_Text under study_:
- Opening Delimiter -
A subsequent study in 2000 found that a substantial number of Lemba men carry a particular haplotype of the Y-chromosome known as the Cohen modal haplotype (CMH), as well as, a haplogroup of Y-DNA Haplogroup J found amongst some Jews, but also in other populations across the Middle East and Arabia.[45][46] The genetic studies have suggested that there is no Semitic female contribution to the Lemba gene pool.[47] This indicates that Jewish men migrated to Africa in ancient times and took wives from among the local people after settling in new communities.
- Closing Delimiter -
_Requirement_:
Please write what comes next in the passage above on the genetic ancestry of the Lemba, picking up after its last sentence.

_Source information_:
- Opening Delimiter -
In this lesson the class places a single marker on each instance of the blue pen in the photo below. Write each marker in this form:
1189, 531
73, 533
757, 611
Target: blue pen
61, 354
- Closing Delimiter -
_Result of this exercise_:
Among Jews the CMH marker is most prevalent among Jewish Kohanim, or hereditary priests. As recounted in Lemba oral tradition, the ancestor of the Buba clan "had a leadership role in bringing the Lemba out of Israel" and eventually into Southern Africa.[48] The genetic study found that 50% of the males in the Buba clan had the Cohanim marker, a proportion higher than in the general Jewish population.[49] While not defining the Lemba as Jews, the genetic results confirm the oral accounts of ancestral males originating from outside Africa, and specifically from southern Arabia.[50]

More recently, Mendez et al. (2011) observed that a moderately high frequency of the studied Lemba samples carried Y-DNA Haplogroup T, which is also considered to be of Near Eastern origin. The Lemba T carriers belonged exclusively to T1b*, which is rare and was not sampled in indigenous Jews of the Near East or North Africa. T1b* has been observed at low frequencies in the Bulgarian and Ashkenazi Jews as well as in a few Levantine populations.